MADRID, 20 Abr. (EUROPA PRESS - Israel Arias) -
La fidelidad, demostrada durante siglos, es lo que ha convertido al perro en el mejor amigo del hombre. La fidelidad, profesada hacia su cine durante ya nueve películas y, por extensión, a su peculiar, simétrica e hiperdetallista forma de entender el mundo, es lo que ha convertido a Wes Anderson en el mejor amigo de la 'modernez' cinéfila.
Isla de Perros es, tras alumbrar en 2009 la también genial Fantástico Mr. Fox, su delicioso regreso al stop-motion, una técnica que le permite plasmar en pantalla todo lo que pasa, clasifica y compone esa cabeza sin tener que supeditar sus pulsiones 'tweeds' a las limitaciones de las imágenes reales.
Isla de perros es una aventura animalista con multiples lecturas actuales que avanza, ladrido a ladrido, al son del inconfundible e irrenunciable ritmo de Anderson pero en la que la fijación por el detalle y la dictadura de lo estético rivalizan con su tremendo amor por Japón. Y no ya solo por su cine -los ecos de sus grandes cineastas son incontables- sino que aquí hay pasión por toda la cultura y tradición visual y sonora del país nipón.
Devoción que el director, que sigue enrachado tras las imprescindibles Moonrise Kingdom y El Gran Hotel Budapest, plasma en una canina pieza de orfebrería técnicamente sobresaliente, notablemente divertida y muy, muy disfrutable.

■ **Entradas proporcionadas**
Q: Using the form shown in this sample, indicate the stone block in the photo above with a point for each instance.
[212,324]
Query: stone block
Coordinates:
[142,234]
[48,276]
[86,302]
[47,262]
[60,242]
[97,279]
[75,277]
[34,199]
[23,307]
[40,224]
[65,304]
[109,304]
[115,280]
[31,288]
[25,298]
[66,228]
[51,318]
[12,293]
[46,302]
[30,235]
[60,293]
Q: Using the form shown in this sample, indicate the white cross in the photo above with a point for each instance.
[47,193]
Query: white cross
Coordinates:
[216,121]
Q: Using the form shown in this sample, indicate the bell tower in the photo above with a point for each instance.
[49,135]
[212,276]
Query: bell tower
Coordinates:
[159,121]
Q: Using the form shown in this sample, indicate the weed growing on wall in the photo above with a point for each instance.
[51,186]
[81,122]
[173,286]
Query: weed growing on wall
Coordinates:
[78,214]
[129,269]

■ **Sobre la tarea**
Reescribe el texto desde "Isla de perros es una" hasta "muy, muy disfrutable." y cambia "orfebrería" por "joyería".

■ **Resultado**
Isla de perros es una aventura animalista con multiples lecturas actuales que avanza, ladrido a ladrido, al son del inconfundible e irrenunciable ritmo de Anderson pero en la que la fijación por el detalle y la dictadura de lo estético rivalizan con su tremendo amor por Japón. Y no ya solo por su cine -los ecos de sus grandes cineastas son incontables- sino que aquí hay pasión por toda la cultura y tradición visual y sonora del país nipón.
Devoción que el director, que sigue enrachado tras las imprescindibles Moonrise Kingdom y El Gran Hotel Budapest, plasma en una canina pieza de joyería técnicamente sobresaliente, notablemente divertida y muy, muy disfrutable.